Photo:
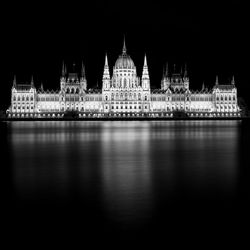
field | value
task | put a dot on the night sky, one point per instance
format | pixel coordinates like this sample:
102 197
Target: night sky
211 37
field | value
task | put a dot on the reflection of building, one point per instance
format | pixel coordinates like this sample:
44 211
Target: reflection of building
124 93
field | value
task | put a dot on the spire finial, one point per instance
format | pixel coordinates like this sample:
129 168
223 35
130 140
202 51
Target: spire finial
145 61
32 81
217 80
185 70
203 86
83 71
233 81
124 50
14 81
106 59
166 72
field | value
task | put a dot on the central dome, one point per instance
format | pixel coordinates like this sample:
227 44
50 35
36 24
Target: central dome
124 61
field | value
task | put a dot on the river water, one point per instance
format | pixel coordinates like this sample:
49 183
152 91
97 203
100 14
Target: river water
126 177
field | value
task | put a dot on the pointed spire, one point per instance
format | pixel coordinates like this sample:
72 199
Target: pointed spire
83 71
166 72
217 80
63 69
32 81
106 60
203 86
233 81
124 50
185 70
106 68
41 86
145 61
14 81
163 72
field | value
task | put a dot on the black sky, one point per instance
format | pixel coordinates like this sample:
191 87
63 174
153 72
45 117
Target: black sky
211 37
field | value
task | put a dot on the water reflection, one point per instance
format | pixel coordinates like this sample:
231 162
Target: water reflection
127 169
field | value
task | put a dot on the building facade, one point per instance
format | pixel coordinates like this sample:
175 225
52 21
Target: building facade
124 94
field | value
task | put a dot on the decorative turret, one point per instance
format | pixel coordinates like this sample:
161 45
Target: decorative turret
145 75
233 81
63 70
203 86
106 76
83 80
14 82
165 80
32 82
216 81
41 87
185 76
124 49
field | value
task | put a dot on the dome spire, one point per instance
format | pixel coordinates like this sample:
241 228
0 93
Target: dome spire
124 50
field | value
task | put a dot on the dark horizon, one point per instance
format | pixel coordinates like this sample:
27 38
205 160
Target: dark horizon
210 38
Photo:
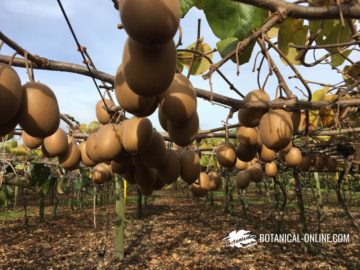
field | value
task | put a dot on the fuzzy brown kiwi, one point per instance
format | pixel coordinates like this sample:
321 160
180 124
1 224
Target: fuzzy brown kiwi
39 113
319 162
10 93
137 134
170 171
214 181
276 129
243 179
267 154
100 174
240 165
57 143
156 154
246 152
246 135
30 141
250 117
293 157
85 159
226 155
90 148
189 166
256 172
108 142
178 102
149 71
101 114
185 133
306 163
71 159
331 164
129 100
271 169
150 23
162 119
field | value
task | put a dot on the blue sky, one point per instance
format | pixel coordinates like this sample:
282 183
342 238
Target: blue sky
39 27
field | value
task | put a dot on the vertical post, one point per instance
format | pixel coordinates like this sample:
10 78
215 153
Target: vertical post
120 217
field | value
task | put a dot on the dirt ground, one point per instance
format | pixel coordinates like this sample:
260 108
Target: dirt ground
176 232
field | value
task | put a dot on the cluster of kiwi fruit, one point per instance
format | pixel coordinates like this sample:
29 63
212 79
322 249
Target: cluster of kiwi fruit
134 150
34 106
207 182
147 79
262 136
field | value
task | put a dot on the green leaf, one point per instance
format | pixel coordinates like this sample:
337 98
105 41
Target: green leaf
185 6
228 45
292 31
230 19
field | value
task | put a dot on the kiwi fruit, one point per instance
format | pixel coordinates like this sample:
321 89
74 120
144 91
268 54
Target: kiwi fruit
122 167
178 103
306 163
159 184
267 154
271 169
189 166
226 155
246 135
10 93
276 129
243 179
85 159
250 117
331 164
246 152
30 141
240 165
101 114
71 159
170 171
90 148
39 113
156 154
185 133
100 174
256 172
107 143
149 71
144 176
56 144
137 134
162 119
293 157
319 162
214 181
150 23
129 100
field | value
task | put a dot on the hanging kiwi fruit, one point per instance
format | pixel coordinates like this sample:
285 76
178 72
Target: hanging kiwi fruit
250 117
129 100
30 141
39 113
178 102
189 166
56 144
149 71
226 155
101 113
137 134
276 129
150 23
10 93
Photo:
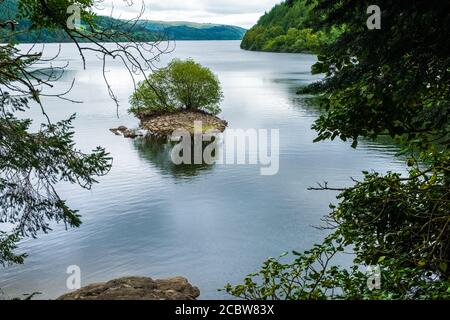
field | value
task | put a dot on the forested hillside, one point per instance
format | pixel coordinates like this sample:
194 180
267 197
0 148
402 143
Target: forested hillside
287 28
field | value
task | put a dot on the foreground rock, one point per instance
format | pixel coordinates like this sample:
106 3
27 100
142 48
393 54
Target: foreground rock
137 288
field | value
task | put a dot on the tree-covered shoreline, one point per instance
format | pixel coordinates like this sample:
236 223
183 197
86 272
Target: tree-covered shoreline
288 27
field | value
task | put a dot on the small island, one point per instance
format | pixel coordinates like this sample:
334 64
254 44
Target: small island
175 98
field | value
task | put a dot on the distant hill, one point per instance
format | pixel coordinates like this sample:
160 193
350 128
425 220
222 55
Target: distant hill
143 31
195 31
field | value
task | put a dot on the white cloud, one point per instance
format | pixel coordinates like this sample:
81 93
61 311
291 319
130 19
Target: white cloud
244 13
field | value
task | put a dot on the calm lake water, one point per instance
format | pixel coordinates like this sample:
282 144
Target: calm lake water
212 225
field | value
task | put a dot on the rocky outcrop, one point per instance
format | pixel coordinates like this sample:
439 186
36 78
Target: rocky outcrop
127 133
166 123
137 288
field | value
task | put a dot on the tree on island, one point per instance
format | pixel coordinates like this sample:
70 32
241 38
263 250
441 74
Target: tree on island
182 85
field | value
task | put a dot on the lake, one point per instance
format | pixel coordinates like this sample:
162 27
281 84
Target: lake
211 224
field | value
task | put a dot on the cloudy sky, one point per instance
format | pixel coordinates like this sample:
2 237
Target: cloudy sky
244 13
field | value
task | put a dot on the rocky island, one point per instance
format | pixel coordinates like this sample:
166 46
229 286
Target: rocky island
175 98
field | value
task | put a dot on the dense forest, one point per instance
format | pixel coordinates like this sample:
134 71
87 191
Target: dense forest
287 28
141 30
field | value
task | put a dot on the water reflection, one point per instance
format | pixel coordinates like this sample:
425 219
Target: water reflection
157 151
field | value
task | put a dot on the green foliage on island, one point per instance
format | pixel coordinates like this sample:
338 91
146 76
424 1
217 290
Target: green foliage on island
288 28
142 30
391 82
182 85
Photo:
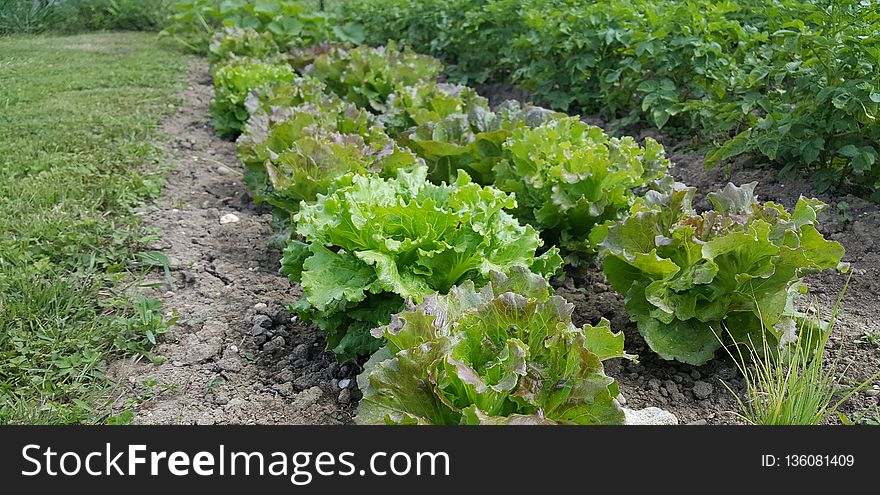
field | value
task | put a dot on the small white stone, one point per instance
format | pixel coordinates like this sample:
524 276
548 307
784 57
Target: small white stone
228 218
649 416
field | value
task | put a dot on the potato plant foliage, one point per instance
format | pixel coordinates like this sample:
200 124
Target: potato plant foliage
507 353
797 81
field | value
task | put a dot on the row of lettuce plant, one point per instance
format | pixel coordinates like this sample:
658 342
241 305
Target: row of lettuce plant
797 81
403 196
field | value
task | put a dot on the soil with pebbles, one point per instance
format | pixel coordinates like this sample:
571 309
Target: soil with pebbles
236 355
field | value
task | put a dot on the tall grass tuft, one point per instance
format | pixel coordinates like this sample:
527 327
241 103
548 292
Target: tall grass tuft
793 385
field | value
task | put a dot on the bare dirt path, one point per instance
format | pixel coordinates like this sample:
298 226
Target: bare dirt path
235 356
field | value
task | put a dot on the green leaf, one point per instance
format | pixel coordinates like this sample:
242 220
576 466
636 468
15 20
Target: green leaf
504 354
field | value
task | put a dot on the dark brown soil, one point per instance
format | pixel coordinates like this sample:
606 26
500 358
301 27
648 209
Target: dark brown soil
670 385
236 355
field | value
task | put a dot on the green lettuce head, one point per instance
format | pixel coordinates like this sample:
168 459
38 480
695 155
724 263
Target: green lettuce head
504 354
688 279
372 242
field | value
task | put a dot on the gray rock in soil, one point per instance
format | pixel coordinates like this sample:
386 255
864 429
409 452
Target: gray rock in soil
703 390
274 345
649 416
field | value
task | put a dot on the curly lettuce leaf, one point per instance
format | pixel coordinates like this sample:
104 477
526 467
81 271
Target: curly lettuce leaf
690 281
507 353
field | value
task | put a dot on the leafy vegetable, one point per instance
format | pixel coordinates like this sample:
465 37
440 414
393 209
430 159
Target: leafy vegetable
569 177
470 141
236 42
686 276
796 81
367 76
504 354
273 130
429 101
289 22
232 83
371 243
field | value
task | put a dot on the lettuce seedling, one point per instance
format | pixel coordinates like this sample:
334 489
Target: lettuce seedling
569 176
687 277
373 242
232 83
504 354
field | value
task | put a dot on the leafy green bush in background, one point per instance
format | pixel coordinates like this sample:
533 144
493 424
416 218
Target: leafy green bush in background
797 81
291 23
368 76
504 354
373 243
233 42
688 277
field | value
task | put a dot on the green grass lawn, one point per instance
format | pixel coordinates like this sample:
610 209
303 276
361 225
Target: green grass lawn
78 115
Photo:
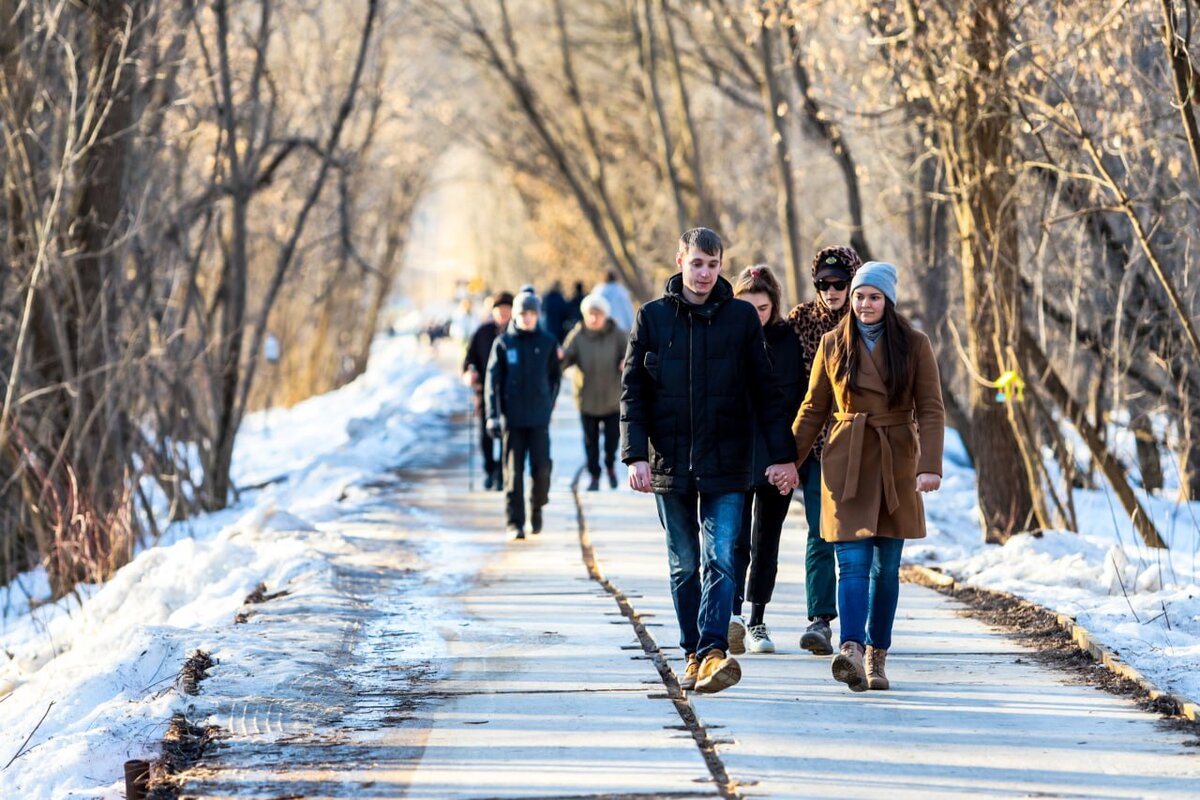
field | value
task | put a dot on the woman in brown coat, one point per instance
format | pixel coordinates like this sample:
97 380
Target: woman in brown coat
877 377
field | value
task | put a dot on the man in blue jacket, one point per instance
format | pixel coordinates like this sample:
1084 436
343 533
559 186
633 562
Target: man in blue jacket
523 373
696 376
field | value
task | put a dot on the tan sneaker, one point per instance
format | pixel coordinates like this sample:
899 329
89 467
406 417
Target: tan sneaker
717 672
847 667
689 674
875 675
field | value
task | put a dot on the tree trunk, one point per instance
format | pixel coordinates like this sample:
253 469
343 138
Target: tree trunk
706 206
832 136
785 190
983 182
642 19
1108 463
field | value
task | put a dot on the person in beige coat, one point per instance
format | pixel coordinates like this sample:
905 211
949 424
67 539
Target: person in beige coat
595 347
877 377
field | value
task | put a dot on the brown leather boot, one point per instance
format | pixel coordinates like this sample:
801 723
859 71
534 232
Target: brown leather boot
847 666
875 662
717 672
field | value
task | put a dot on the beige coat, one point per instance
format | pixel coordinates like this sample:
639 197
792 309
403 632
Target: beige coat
874 452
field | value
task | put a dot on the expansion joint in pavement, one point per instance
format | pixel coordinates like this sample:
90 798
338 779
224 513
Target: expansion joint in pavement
725 786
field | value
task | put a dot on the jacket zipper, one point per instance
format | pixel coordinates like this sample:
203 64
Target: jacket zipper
691 398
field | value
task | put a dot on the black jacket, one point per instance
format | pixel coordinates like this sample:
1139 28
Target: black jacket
479 350
695 379
791 377
523 373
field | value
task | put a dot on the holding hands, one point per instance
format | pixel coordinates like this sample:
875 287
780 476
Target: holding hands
783 476
640 476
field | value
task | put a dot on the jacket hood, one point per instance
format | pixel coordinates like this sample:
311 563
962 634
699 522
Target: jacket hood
720 294
520 331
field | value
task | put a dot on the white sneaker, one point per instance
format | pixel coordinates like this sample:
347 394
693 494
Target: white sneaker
737 635
759 639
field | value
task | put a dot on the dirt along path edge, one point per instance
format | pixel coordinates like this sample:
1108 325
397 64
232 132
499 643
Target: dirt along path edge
1060 642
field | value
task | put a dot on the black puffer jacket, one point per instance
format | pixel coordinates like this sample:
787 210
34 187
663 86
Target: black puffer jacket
791 377
695 379
523 373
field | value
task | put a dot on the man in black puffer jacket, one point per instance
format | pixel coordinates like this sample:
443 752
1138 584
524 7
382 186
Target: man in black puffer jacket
523 373
696 377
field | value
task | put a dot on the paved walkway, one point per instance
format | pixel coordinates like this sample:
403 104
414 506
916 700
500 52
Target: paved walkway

> [TASK DETAILS]: Find every line in the entries above that contains the string "pebbles" and copy each one. Case counts.

> [REPLY TO THE EXERCISE]:
task | put a dot on the soil with pebbles, one point per instance
Target: soil with pebbles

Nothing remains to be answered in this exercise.